[Point localization data]

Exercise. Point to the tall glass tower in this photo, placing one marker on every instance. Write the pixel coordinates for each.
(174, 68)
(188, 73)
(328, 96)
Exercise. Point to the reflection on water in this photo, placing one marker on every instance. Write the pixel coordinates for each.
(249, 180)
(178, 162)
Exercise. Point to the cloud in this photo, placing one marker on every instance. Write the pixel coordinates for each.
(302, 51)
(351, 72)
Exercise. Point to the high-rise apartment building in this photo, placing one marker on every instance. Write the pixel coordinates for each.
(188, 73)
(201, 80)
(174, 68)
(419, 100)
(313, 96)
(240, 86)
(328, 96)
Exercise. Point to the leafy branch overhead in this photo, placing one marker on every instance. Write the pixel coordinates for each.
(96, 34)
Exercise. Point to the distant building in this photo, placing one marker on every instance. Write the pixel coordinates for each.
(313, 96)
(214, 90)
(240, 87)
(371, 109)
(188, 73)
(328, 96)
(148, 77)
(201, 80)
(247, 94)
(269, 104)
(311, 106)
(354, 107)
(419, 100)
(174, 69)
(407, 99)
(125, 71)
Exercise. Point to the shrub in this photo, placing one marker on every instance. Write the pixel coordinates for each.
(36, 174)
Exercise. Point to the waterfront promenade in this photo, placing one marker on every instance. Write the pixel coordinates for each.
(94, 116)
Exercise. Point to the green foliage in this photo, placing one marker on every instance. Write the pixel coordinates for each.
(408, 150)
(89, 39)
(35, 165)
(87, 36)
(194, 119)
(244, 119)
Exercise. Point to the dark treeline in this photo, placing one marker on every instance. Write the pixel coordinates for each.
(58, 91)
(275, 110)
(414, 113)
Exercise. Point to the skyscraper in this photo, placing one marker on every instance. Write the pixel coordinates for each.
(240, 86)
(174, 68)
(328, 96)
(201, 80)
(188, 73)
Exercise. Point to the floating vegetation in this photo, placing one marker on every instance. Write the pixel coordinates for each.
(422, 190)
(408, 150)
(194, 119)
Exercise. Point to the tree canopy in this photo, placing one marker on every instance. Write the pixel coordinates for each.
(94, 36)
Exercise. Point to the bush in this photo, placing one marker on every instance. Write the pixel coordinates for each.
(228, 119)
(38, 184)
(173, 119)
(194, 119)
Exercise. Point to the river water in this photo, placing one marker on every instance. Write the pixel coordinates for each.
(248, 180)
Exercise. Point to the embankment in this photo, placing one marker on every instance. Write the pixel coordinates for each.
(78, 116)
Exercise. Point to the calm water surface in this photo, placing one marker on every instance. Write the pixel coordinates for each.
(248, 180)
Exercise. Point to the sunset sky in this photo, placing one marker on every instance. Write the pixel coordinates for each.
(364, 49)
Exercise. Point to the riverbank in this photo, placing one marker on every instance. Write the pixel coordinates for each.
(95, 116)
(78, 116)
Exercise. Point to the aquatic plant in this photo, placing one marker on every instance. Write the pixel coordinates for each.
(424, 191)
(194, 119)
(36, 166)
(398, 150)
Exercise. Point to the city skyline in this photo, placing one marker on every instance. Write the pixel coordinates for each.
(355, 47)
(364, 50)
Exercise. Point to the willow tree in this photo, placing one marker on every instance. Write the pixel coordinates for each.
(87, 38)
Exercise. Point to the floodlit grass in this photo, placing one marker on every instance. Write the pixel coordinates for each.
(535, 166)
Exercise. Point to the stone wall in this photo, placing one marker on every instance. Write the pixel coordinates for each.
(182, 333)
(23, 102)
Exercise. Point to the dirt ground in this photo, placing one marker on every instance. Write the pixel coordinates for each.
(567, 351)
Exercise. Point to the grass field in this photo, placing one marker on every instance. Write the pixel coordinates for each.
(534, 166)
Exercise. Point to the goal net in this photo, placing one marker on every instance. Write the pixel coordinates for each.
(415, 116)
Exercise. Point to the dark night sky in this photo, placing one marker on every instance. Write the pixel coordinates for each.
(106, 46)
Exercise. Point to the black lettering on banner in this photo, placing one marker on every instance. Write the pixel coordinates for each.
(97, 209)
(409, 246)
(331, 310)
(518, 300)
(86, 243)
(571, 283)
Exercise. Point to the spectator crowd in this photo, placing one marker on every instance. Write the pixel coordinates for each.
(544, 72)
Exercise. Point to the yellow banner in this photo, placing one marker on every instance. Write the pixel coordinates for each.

### Task
Give a word-for-word copy of the records.

### Result of the exercise
Exercise. Point to the tall glass tower in this photo, placing one marker on every instance. Write the pixel coordinates for each.
(174, 68)
(188, 73)
(328, 96)
Exercise. Point to the reflection on water in this photo, placing one marker on every instance. Write the pixel coordinates for each.
(249, 180)
(178, 162)
Exercise. Point to the cloud in this photo, placing one marker on every instance. Write the pixel coordinates for each.
(302, 51)
(351, 72)
Exercise. Point to the high-rise apartment building in this photo, placing one marker on every instance. Write the pixel coordinates for each.
(188, 73)
(201, 80)
(174, 68)
(419, 100)
(313, 96)
(240, 86)
(328, 96)
Exercise. Point to the leafy branch overhead in this photo, placing one marker on every instance. Write the pixel coordinates for each.
(96, 34)
Exercise. Point to the distant building in this photo, placing one marker on every instance. Write the pixel coordinates for each.
(313, 96)
(214, 90)
(240, 87)
(371, 109)
(188, 73)
(328, 96)
(148, 77)
(201, 80)
(247, 94)
(269, 104)
(311, 106)
(354, 107)
(419, 100)
(174, 69)
(407, 99)
(125, 71)
Exercise. Point to the shrub in this photo, placing one marker on every instance. Write the pixel coordinates for each.
(36, 174)
Exercise. Point to the waterfront promenade in this photo, placing one marker on every instance. Write the pixel coordinates for each.
(94, 116)
Exercise. Point to the green foliage in this photo, placing one marker on every instance. Write the pixel coordinates for each.
(408, 150)
(89, 39)
(35, 165)
(87, 36)
(194, 119)
(244, 119)
Exercise. Point to the dark treeline in this photo, placing one marker on every instance. Write the pixel coordinates for each.
(58, 91)
(275, 110)
(414, 113)
Exercise. Point to the skyscraper in this photo, placing one marker on every instance. Write the pixel coordinates for each.
(240, 86)
(174, 68)
(328, 96)
(201, 80)
(188, 73)
Exercise. Point to the floating vegetation in this photo, placing one marker on every instance. Write the pixel coordinates for each.
(422, 190)
(408, 150)
(194, 119)
Exercise. Point to the tree canopy in this photo, placing one marker on every instance. Write the pixel coordinates for each.
(94, 36)
Exercise. Point to the bush in this photo, placing one marker on every instance. Write the pixel coordinates for each.
(228, 119)
(38, 184)
(173, 119)
(194, 119)
Exercise. Point to the river water in this photo, placing one marker on every instance. Write the pixel coordinates for each.
(248, 180)
Exercise. Point to the embankment in this photo, placing one marker on every instance. Write the pixel coordinates for each.
(78, 116)
Exercise. Point to the calm water surface in this photo, placing one marker on every instance. Write the pixel coordinates for each.
(248, 180)
Exercise. Point to the sunset sky in this photo, placing one marker on every instance. Write the pixel coordinates for each.
(364, 49)
Exercise. Point to the riverbank in this photo, placing one marker on every instance. Write the pixel coordinates for each.
(95, 116)
(78, 116)
Exercise. Point to the aquatic plant in this photo, placing one marker on every instance. Write the pixel coordinates for each.
(424, 191)
(194, 119)
(36, 166)
(398, 150)
Exercise. Point to the city skyline in this photo, placing one marker on every instance. Write the pixel coordinates for each.
(355, 47)
(364, 50)
Exercise. Point to the willow tree in this photo, placing one marker on every instance. Write the pixel coordinates for each.
(87, 38)
Exercise. Point to the floodlit grass in this photo, placing one marker on every instance. Write the pixel coordinates for each.
(535, 166)
Exercise. Point to the stone wall in this photo, placing one marker on every instance. Write the pixel coordinates for each.
(182, 333)
(23, 102)
Exercise. Point to the dirt ground in this photo, placing one marker on every instance. Write the pixel coordinates for each.
(567, 351)
Exercise. Point to the grass field in this photo, placing one marker on every instance. Write the pixel coordinates for each.
(534, 166)
Exercise. Point to the goal net in this photo, placing one marker on every instance. Write the pixel coordinates for each.
(415, 116)
Exercise. Point to the dark night sky in this photo, placing one marker on every instance. Write the pixel coordinates for each.
(106, 46)
Exercise. Point to the black lettering on banner in this photo, placing one marker on every instance. Write the pixel coordinates for each.
(97, 209)
(409, 246)
(331, 310)
(518, 300)
(86, 243)
(571, 283)
Exercise. Point to the spectator crowd in this photo, placing one marker on every instance. Write the pixel coordinates for each.
(544, 72)
Exercise. Point to the yellow banner in this photo, placing one marker on every instance. Write the pixel coordinates for each.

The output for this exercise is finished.